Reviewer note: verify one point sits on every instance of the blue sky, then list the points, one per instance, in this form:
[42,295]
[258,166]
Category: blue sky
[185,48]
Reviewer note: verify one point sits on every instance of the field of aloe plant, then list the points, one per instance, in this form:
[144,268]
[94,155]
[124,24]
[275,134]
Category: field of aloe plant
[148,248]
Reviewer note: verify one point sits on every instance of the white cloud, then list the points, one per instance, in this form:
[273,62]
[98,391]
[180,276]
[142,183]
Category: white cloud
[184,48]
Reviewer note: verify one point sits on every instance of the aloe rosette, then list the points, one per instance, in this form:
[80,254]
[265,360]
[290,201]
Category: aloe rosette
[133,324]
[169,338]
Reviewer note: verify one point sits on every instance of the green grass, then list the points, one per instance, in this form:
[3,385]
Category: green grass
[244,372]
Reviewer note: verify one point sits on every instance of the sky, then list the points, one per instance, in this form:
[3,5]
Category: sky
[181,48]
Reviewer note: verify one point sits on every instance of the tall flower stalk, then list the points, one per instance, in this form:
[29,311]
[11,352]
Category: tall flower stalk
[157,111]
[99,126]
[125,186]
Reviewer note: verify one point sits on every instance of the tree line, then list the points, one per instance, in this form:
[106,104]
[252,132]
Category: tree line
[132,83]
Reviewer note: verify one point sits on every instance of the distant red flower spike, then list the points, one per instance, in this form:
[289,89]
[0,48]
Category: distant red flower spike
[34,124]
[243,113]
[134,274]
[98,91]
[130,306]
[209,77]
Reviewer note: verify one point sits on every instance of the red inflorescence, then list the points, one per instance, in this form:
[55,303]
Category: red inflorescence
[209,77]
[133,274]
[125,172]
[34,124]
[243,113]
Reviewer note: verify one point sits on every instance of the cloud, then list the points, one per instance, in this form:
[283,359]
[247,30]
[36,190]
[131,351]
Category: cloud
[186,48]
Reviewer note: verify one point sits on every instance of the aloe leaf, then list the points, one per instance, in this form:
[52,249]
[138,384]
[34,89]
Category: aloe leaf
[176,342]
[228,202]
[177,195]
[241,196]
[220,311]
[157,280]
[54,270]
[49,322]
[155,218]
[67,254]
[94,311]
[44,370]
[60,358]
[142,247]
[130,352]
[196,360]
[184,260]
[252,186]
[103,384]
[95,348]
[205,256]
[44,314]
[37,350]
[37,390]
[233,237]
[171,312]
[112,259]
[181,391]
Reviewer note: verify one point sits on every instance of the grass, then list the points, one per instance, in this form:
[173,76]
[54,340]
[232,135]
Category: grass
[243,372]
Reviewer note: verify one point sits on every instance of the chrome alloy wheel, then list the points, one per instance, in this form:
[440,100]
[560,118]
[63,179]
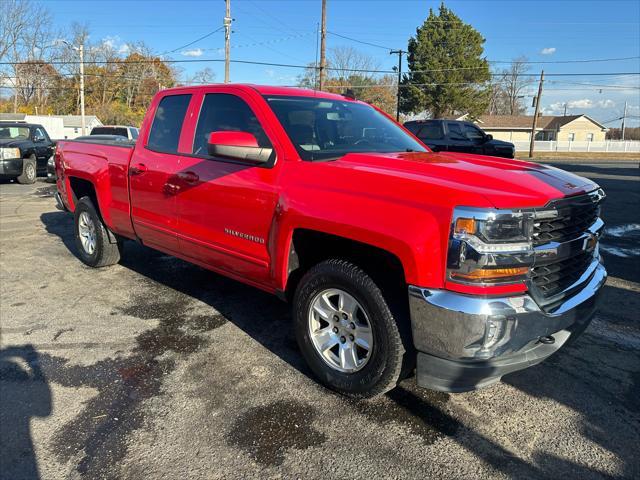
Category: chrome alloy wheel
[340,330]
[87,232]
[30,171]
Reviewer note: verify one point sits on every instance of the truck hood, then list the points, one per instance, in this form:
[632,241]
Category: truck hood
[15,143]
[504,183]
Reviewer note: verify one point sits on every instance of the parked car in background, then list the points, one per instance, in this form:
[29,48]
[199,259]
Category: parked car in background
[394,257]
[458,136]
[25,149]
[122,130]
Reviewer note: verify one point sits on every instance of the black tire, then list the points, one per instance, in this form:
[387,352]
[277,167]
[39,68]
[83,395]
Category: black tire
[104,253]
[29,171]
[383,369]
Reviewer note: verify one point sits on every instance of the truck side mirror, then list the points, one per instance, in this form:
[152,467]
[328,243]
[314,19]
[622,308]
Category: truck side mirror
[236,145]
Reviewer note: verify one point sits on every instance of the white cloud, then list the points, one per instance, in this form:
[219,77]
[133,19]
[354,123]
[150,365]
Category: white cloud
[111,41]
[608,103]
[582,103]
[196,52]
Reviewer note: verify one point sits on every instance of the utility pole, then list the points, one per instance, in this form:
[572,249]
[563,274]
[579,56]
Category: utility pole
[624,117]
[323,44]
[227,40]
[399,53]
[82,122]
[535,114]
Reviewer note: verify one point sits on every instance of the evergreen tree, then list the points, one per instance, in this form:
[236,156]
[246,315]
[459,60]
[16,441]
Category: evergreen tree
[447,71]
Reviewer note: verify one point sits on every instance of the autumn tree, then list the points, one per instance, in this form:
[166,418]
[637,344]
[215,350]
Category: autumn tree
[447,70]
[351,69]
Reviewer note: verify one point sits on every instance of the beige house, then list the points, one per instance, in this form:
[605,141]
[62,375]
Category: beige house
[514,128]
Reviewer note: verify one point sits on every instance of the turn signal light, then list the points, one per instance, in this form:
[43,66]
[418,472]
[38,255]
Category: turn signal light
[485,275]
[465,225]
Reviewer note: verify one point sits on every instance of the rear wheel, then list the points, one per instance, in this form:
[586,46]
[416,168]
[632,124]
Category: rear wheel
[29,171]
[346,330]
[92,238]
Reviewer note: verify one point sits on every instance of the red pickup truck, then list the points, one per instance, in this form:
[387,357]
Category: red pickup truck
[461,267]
—————
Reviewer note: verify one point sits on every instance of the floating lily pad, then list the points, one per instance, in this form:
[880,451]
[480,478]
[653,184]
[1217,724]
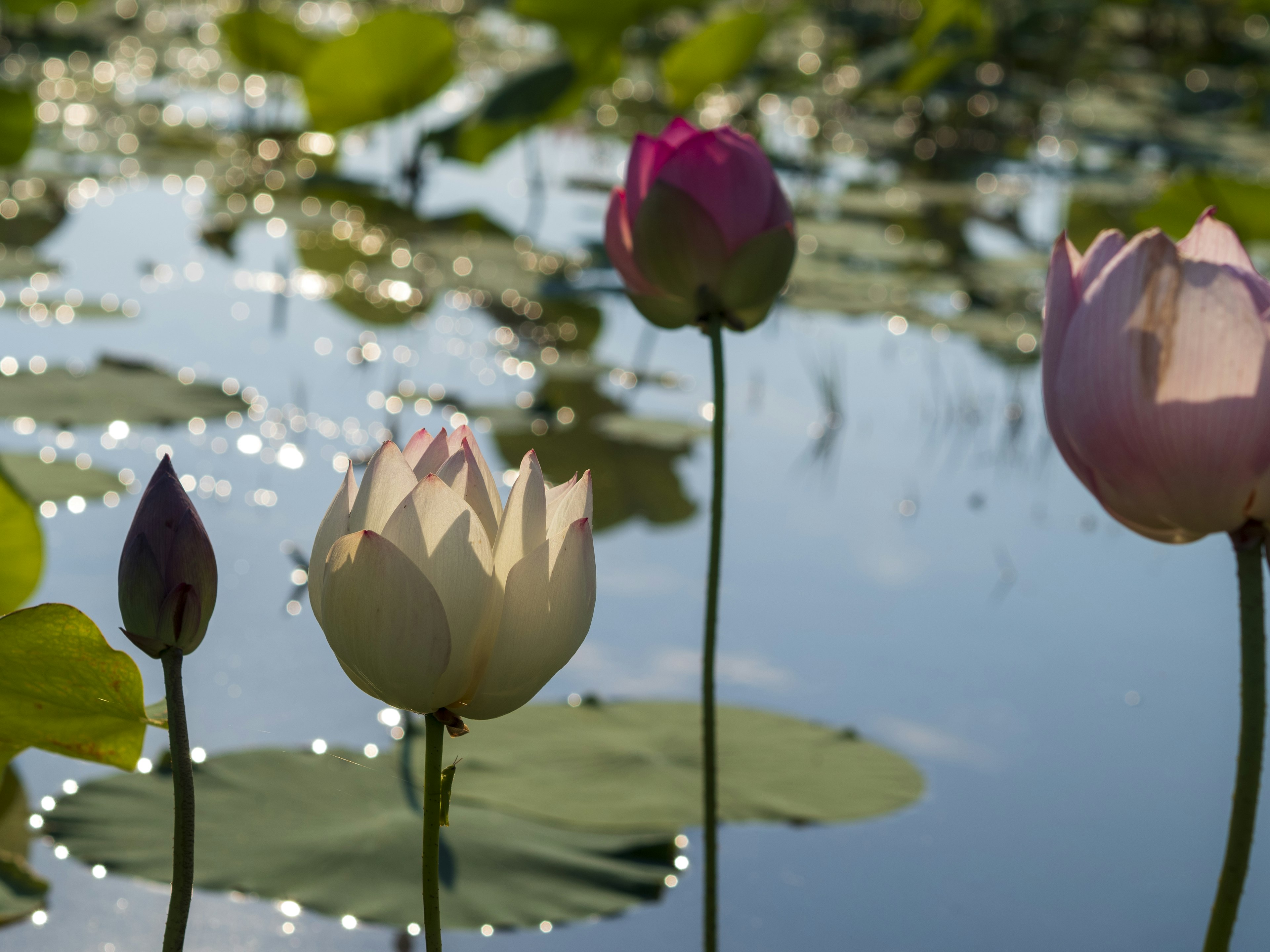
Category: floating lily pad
—————
> [Written instruction]: Show every line of the records above that contains the word "plant".

> [Exercise result]:
Reviewer note: verify one point sits on every instance of the field of aloe plant, then list the points, one per instance, in this form:
Category: field of aloe plant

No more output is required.